* _TASK INSTRUCTIONS_
Output every line of the listing below, unchanged and in the same order.

* _Saved data entries_
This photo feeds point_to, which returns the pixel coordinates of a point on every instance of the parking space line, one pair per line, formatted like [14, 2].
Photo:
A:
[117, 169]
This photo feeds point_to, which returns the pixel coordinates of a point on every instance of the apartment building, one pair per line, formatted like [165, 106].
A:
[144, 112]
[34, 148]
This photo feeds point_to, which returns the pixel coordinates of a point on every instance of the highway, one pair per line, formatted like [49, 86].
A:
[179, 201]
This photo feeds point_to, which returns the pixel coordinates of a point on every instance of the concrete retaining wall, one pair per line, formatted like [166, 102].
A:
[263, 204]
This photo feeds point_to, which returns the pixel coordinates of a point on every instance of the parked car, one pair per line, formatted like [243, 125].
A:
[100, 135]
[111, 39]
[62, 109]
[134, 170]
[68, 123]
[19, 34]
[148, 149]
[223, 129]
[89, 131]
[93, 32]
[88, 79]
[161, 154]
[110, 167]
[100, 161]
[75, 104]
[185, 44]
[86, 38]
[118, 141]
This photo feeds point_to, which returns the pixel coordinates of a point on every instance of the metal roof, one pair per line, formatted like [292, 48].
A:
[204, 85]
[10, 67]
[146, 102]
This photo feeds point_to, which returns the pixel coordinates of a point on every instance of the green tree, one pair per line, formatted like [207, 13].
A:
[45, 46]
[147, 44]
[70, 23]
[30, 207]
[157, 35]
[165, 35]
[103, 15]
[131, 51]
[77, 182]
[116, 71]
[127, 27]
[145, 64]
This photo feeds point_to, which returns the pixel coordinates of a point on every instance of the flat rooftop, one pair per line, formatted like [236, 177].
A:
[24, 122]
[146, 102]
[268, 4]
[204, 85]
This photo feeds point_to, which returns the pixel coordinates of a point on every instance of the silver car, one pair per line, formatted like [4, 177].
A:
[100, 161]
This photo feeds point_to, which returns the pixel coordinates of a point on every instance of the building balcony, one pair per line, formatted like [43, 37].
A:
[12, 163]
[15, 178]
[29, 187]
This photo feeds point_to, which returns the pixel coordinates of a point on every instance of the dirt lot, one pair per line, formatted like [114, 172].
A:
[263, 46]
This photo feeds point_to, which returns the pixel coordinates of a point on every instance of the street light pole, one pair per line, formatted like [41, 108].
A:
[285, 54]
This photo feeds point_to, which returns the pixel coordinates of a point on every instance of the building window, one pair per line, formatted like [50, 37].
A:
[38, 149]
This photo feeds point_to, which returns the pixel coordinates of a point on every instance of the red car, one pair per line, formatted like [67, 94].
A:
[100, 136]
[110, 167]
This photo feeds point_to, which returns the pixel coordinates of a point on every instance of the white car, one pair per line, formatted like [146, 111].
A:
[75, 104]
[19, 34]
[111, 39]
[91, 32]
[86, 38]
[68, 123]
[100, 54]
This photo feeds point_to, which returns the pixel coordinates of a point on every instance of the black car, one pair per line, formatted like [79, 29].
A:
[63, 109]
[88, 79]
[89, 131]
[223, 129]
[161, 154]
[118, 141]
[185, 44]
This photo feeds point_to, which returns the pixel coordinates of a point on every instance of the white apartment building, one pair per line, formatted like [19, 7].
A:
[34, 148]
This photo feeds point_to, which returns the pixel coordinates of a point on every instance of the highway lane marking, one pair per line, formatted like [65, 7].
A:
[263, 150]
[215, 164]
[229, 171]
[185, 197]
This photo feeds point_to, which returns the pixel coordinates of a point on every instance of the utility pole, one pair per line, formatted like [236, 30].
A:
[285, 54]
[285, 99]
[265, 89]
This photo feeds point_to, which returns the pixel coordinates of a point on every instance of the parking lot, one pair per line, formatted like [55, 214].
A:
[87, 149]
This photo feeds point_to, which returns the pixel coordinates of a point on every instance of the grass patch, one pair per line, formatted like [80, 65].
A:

* _EXERCISE SOLUTION_
This photo feeds point_to, which returns the pixel coordinates of a point on every instance of the parking space line, one pair per line, formatted like [14, 2].
Photo:
A:
[117, 169]
This photo feeds point_to, which returns the pixel coordinates of a point on every instance of the apartment building, one pair per line, formatted like [165, 106].
A:
[144, 112]
[34, 148]
This photo feeds point_to, which returns the pixel coordinates of a point on every instance of the highway, one pair per line, formatted like [49, 86].
A:
[179, 201]
This photo feeds point_to, which returns the pixel coordinates of a point on every instance of the concrete retaining wall, one pair per line, formatted like [166, 102].
A:
[263, 204]
This photo feeds point_to, which returns the pixel coordinates of a point on every instance of the parked car, one pair per line, formatted like [243, 125].
A:
[100, 135]
[111, 39]
[62, 109]
[134, 170]
[68, 123]
[19, 34]
[148, 149]
[223, 129]
[89, 131]
[93, 32]
[88, 79]
[161, 154]
[110, 167]
[100, 161]
[75, 104]
[185, 44]
[86, 38]
[118, 141]
This photo feeds point_to, which returns the pixel coordinates of a point on every instance of the metal roof, one pair per line, formatted like [292, 48].
A:
[204, 85]
[10, 67]
[146, 102]
This photo feeds point_to, which returns the pixel coordinates of a point on every instance of the green tree, one pair per line, formatted like [207, 13].
A:
[45, 46]
[147, 44]
[70, 23]
[30, 207]
[157, 35]
[165, 35]
[103, 15]
[131, 51]
[77, 182]
[116, 71]
[127, 27]
[145, 64]
This photo feeds point_to, which returns the pixel coordinates of a point on every instance of the flat rooftop, one pair per line, formatted like [236, 177].
A:
[24, 122]
[146, 102]
[268, 4]
[204, 85]
This photo feeds point_to, which returns the pixel coordinates of a point on every instance of the silver car, one pair per line, formatted like [4, 177].
A:
[100, 161]
This photo feeds point_to, which returns the pixel coordinates of a point on every instance of the building balcony, one pair per line, formatted like [43, 37].
A:
[12, 163]
[15, 178]
[29, 187]
This photo feeds point_to, which returns the pixel coordinates of a point on every instance of the dirt lot, one pair per line, formatted like [114, 172].
A:
[263, 46]
This photo feeds point_to, which returns the pixel coordinates of a point on every instance of the street light pole, one pair per line, formatted like [41, 108].
A:
[285, 54]
This photo feeds point_to, which returns the pixel coordinates of a point on every instance of the building window, one pair per line, formatted like [50, 37].
A:
[38, 149]
This photo feeds point_to, which returns the pixel coordinates of a point on every instance of the red car, one pair per line, formatted like [67, 94].
A:
[100, 136]
[110, 167]
This photo feeds point_to, which returns the pixel coordinates of a point on every instance of the white car, one pair per line, formatted like [146, 111].
A:
[75, 104]
[19, 34]
[111, 39]
[91, 32]
[86, 38]
[68, 123]
[100, 54]
This photo feeds point_to, which returns the pixel coordinates of a point on every instance of the black car, one pair per line, formatted like [79, 29].
A:
[63, 109]
[88, 79]
[89, 131]
[223, 129]
[161, 154]
[118, 141]
[185, 44]
This photo feeds point_to, which returns the pixel coordinates of a point on every instance of the white apartment building, one pair per line, formatted like [19, 7].
A:
[34, 148]
This photo feeds point_to, which returns the pixel coordinates of a point on every instance of the highway lane marking, one pair per line, formatted like [65, 7].
A:
[263, 150]
[215, 164]
[229, 171]
[185, 197]
This photo feeds point_to, which returns the pixel coordinates of a point on every instance of the utility pole, one pair per line, formatted like [236, 30].
A:
[285, 54]
[285, 99]
[265, 89]
This photo feeds point_to, which returns the pixel coordinates of a point on every instance of the parking lot, one pair per line, formatted like [55, 214].
A:
[87, 149]
This photo feeds point_to, which returns the pixel coordinates of a point on every instance of the grass patch, one pair per line, formatted like [80, 65].
A:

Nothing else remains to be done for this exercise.